# DO THIS:
Locate each of the rows below that contains the word "distant" and copy those rows out in full. Only matches with the same capitalization count.
Start of MATERIAL FOR THE TASK
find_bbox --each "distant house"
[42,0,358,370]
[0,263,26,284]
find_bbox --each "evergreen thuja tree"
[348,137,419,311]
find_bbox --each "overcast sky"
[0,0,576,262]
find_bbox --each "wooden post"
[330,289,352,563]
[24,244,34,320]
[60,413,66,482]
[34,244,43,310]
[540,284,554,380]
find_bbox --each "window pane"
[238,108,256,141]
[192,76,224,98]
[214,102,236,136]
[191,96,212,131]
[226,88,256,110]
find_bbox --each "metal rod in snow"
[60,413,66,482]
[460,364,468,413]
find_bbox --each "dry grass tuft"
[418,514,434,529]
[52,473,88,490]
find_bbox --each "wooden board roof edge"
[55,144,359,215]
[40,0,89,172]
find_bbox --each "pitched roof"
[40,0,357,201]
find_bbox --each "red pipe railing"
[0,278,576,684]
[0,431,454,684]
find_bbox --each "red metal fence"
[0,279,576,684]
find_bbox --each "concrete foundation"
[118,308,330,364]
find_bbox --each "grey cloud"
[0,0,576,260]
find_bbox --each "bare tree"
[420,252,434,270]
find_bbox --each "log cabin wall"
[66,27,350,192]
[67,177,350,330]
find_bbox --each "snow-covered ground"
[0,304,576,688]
End of MATERIAL FOR THE TASK
Start of MATERIAL FOR THE TASK
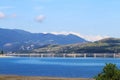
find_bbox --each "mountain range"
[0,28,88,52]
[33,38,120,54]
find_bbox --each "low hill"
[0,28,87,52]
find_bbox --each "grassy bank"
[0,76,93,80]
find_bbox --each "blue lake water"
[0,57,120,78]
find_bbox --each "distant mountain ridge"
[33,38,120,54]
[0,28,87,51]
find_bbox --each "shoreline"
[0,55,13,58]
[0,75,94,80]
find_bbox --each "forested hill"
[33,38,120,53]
End of MATERIAL FOR THE TASK
# SOLVED PROBLEM:
find_bbox --each "distant house"
find_bbox --each "distant mountain ridge"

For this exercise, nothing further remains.